Exercise 1 → Print the part of the thread on changed opinions from "I have no idea" to "my Libertarian slumber.".
Exercise 2 → In the thread on changed opinions, why did the commenter who used to make fun of vegans change that view? Answer in one to three sentences.
Exercise 3 → Go on with the thread on changed opinions after its final sentence.

Text under study →

I mostly don’t talk about it, but it’s Russia. Before the war starts, I sympathised with the russian people and disliked the hate against them. And I don’t mean Russia = Putin. This guy was always a bad guy, I mean russians.
Since the war started, I always believed the people of Russia would be against this war and get furious about it and would burn the political elites down. But nothing happens, a lot of people over there even support the war. And this really destroyed my opinion about them.
“[Susan Sontag] was asked what she had learned from the Holocaust, and she said that 10 percent of any population is cruel, no matter what, and that 10 percent is merciful, no matter what, and that the remaining 80 percent could be moved in either direction.” https://inthesetimes.com/article/susan-sontag-and-arthur-miller
Propaganda is a hell of a drug. I suspect that if you were fed an exclusive diet of their state media, you would have a different opinion of the war.
I have no idea how they would react to a more diverse media landscape. There’s obviously a history and culture there that I don’t understand.
Eating animals. I used to be the Making-fun-of-vegans, I-will-never-be-vegan type of person until I realised that 1) I don’t have to eat animals to be healthy and 2) if there is no need to do it, killing animals for taste pleasure is fucking evil.
So you’re a hypocrite?
I was raised Mormon, am now atheist. Regret every conversation I had in high school about gay marriage. And evolution.
High five my friend. Also got out. Clear and strong memories of advocating Prop 8 in CA
Bernie Sanders woke me from my Libertarian slumber.
While I have never been a coffee person, I always rolled my eyes when someone ordered a decaf soya latte or something similar. “Come on, if you can’t drink coffee then just don’t”.

Supplied information →
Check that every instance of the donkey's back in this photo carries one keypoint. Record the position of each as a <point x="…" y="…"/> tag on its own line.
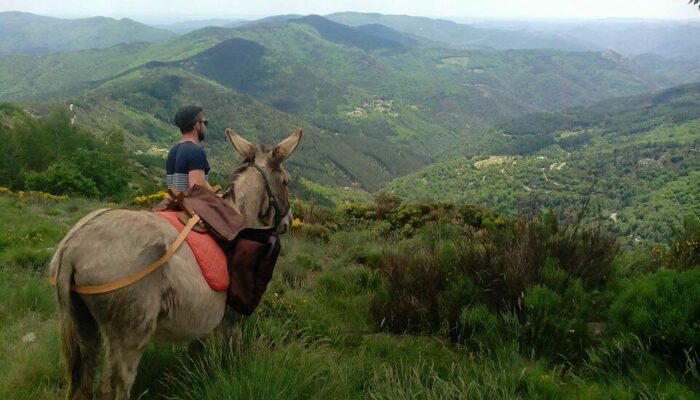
<point x="172" y="303"/>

Answer box 1 →
I have no idea how they would react to a more diverse media landscape. There’s obviously a history and culture there that I don’t understand.
Eating animals. I used to be the Making-fun-of-vegans, I-will-never-be-vegan type of person until I realised that 1) I don’t have to eat animals to be healthy and 2) if there is no need to do it, killing animals for taste pleasure is fucking evil.
So you’re a hypocrite?
I was raised Mormon, am now atheist. Regret every conversation I had in high school about gay marriage. And evolution.
High five my friend. Also got out. Clear and strong memories of advocating Prop 8 in CA
Bernie Sanders woke me from my Libertarian slumber.

Answer box 2 → The commenter realized that eating animals is not necessary to be healthy. The commenter also concluded that, when there is no such need, killing animals for the pleasure of taste is evil.

Answer box 3 →
…Then my friends got me to ditch dairy for oat (both for environmental reasons and the creaminess), then I had to accept the fact that I like it more sweet, then I tried salted caramel syrup, then I found out that two shots is like a hand grenade followed by two hours of misery, and I started drinking one shot caramel oat mochas. And then at my place I saw throngs of young moms who couldn’t have caffeine.
Now you can’t disgust me with your coffee order. If you like it with one and three quarters shot, macadamia milk, semi decaf, with mustard and marshmallow syrup then good for you. Also, let me try it.
EDIT: Coffee snobs: take it lightly. We are all different, and it’s good. Some like the taste of coffee, some don’t and they drink it out of sheer necessity, and if they must stay alert then at least they can make it taste better (for them). I’m sure there are some bean snobs out there who frown to the thought of putting spices on beans.
Person realises sugar tastes good. More at 11.
Things with fat in them taste way better then things without. Find out more about this new lifehack, tonight at 8
Anarchism and Satanism; when I was a kid, it was just something edgy weirdos would talk about for attention, but as a grownup I am seeing the validity of the thinking behind these ideologies - without identifying as one - but I now see them in a more open and accepting light.